Pick out and copy every line of the entries that contains the string "microphone", treating case as significant.

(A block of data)

■ ■ ■

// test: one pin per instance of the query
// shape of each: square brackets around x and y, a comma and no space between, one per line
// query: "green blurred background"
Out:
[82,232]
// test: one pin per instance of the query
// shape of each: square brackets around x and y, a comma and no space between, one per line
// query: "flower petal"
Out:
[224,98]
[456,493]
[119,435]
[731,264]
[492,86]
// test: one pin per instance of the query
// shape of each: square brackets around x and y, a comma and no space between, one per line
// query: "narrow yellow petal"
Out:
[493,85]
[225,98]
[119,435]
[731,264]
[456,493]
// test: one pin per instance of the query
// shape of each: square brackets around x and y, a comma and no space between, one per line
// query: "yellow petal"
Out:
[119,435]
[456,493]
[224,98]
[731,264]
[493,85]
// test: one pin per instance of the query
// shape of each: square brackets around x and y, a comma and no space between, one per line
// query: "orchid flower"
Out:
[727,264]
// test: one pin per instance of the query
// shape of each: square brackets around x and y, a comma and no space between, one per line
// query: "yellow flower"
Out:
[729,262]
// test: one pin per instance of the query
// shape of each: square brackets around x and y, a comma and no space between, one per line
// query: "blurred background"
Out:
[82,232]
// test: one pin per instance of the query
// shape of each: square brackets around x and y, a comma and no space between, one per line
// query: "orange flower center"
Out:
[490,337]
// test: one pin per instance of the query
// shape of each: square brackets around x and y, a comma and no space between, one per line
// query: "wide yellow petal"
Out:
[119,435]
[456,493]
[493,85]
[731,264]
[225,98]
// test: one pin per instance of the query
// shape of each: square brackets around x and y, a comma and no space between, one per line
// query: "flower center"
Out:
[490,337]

■ ■ ■

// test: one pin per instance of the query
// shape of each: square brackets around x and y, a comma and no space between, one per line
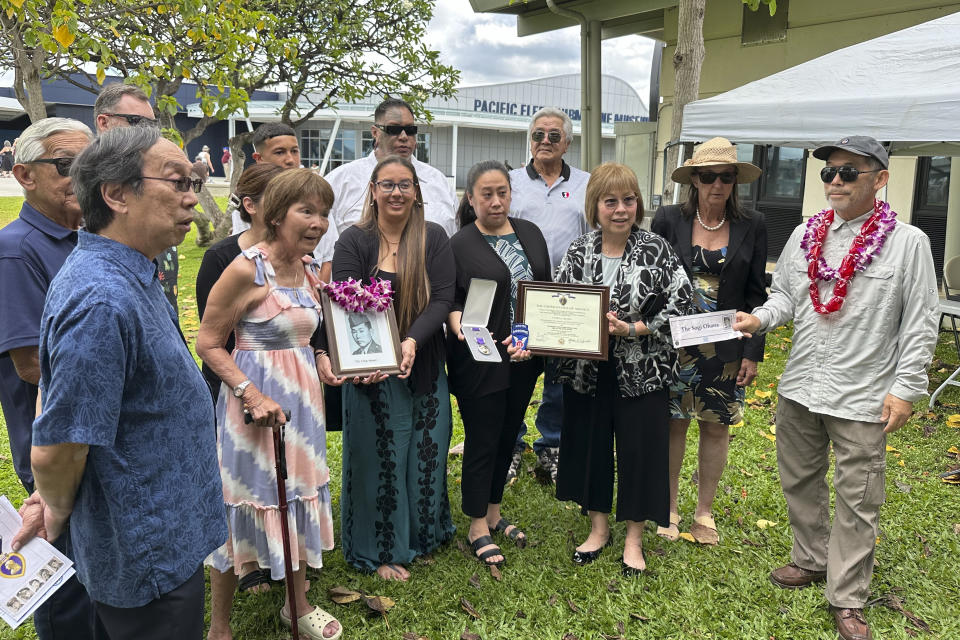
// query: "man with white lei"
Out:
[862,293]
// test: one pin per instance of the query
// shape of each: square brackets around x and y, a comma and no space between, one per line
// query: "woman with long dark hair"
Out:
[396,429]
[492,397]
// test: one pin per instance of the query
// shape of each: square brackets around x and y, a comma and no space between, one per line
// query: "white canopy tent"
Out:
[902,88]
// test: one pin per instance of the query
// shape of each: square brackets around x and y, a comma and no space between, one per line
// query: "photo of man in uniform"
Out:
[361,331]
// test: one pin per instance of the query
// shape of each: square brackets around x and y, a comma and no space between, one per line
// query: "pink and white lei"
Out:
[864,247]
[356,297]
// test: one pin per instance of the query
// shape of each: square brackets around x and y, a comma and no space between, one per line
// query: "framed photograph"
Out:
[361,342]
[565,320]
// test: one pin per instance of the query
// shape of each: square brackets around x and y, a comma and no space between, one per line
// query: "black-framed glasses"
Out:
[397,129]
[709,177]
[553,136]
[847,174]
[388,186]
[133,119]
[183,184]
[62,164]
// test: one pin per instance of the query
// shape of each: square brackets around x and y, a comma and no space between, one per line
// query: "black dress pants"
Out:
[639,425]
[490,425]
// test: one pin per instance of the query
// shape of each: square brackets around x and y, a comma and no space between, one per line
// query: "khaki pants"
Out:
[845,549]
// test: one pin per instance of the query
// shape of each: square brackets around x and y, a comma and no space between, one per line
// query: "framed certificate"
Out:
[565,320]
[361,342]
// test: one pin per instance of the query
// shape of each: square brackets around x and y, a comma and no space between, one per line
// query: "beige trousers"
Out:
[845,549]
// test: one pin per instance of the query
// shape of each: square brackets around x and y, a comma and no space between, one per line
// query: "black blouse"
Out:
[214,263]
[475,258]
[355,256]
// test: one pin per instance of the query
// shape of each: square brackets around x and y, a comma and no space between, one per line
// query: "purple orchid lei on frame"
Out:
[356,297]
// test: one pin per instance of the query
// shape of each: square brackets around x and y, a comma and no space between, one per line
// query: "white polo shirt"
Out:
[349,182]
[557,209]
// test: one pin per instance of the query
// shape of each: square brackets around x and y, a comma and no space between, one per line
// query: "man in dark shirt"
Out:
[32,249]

■ ■ ■

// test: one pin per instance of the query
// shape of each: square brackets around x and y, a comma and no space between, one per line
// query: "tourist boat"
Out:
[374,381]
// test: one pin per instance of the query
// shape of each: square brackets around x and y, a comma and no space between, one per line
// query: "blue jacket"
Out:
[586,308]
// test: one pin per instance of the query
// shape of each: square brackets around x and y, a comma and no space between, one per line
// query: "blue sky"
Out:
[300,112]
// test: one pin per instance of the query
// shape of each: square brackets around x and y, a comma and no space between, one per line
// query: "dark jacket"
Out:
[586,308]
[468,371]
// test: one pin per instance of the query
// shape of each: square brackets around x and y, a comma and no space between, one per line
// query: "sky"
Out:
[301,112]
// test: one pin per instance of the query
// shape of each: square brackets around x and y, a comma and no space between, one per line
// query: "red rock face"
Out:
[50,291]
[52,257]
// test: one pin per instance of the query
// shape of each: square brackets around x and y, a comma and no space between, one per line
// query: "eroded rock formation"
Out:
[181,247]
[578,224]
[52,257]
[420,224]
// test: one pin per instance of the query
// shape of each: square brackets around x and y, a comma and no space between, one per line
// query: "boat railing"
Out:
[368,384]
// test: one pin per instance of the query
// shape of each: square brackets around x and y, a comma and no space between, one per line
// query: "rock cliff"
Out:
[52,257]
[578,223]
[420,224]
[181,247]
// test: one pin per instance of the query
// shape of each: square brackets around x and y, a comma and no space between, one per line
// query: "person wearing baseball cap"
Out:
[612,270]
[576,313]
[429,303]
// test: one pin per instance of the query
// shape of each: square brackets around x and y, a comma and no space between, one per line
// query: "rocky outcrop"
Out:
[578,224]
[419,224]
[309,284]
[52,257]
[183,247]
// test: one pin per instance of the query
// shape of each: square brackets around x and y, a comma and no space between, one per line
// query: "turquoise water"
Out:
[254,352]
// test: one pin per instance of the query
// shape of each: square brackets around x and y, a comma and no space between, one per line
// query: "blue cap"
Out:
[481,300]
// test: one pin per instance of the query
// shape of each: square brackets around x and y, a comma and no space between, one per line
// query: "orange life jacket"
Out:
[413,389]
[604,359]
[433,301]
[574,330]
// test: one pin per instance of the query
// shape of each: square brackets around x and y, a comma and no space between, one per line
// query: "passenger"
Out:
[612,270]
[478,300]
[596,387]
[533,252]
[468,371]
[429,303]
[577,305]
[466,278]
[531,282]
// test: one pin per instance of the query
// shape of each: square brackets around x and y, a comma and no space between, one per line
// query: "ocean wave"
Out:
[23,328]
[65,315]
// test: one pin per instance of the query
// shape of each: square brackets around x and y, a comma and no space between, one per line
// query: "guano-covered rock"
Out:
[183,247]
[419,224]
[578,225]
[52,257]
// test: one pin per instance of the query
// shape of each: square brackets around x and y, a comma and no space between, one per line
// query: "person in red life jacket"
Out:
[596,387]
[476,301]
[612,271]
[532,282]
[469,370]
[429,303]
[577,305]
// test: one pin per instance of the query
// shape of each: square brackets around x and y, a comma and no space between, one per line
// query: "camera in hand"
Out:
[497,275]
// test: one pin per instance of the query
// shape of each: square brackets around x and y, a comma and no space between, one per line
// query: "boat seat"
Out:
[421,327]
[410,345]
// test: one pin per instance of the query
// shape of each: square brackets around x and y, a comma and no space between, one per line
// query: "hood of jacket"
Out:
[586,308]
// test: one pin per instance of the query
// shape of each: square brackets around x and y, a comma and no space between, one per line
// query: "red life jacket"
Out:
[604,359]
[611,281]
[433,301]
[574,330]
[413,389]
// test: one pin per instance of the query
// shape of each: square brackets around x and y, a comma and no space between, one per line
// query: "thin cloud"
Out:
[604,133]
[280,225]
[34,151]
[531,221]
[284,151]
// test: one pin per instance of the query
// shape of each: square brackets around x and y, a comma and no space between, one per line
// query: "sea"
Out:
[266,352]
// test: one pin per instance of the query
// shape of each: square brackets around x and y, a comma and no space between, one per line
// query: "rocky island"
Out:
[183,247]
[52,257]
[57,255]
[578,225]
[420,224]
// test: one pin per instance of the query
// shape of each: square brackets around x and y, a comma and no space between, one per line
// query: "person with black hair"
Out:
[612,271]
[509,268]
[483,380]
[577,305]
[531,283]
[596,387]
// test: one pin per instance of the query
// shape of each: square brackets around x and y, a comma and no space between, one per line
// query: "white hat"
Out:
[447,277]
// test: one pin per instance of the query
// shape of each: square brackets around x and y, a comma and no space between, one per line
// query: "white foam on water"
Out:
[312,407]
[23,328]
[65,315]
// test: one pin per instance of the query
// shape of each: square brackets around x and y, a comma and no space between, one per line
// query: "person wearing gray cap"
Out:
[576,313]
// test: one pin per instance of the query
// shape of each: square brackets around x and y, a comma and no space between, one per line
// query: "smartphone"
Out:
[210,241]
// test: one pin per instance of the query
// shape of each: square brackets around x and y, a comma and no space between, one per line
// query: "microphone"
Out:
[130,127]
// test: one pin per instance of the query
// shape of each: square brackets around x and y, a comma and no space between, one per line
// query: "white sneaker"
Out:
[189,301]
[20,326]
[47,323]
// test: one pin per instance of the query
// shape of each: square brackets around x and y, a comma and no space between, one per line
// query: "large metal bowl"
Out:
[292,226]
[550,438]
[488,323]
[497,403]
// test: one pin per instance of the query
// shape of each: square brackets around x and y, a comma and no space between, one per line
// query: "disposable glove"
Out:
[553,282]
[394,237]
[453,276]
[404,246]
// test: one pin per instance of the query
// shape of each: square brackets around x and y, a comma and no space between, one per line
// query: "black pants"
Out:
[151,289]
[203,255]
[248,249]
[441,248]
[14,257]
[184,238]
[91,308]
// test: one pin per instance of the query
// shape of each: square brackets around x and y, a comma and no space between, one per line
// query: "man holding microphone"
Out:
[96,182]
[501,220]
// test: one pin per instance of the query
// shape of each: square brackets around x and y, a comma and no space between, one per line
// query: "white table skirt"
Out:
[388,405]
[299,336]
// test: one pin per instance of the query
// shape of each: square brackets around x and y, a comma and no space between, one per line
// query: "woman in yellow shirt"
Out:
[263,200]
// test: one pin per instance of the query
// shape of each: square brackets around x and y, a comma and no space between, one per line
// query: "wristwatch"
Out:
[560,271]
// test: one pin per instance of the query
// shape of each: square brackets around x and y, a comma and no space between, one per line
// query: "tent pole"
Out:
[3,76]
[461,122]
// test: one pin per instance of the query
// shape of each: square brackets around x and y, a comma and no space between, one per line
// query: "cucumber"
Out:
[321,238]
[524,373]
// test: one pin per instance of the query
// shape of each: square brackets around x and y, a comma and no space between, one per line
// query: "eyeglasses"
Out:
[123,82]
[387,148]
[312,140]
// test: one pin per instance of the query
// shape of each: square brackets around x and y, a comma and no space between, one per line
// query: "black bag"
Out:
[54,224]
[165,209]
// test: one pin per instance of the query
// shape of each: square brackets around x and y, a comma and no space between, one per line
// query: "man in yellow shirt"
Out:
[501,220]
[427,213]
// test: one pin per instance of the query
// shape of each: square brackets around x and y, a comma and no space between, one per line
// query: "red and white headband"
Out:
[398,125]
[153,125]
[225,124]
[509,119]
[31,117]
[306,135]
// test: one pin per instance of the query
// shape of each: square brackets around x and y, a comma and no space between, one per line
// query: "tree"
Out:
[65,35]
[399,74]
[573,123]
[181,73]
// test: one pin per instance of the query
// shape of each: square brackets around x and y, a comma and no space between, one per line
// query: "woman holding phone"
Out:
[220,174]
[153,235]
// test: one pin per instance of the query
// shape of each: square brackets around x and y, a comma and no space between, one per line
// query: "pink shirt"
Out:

■ ■ ■

Finished answer.
// query: "microphone"
// query: "man holding microphone"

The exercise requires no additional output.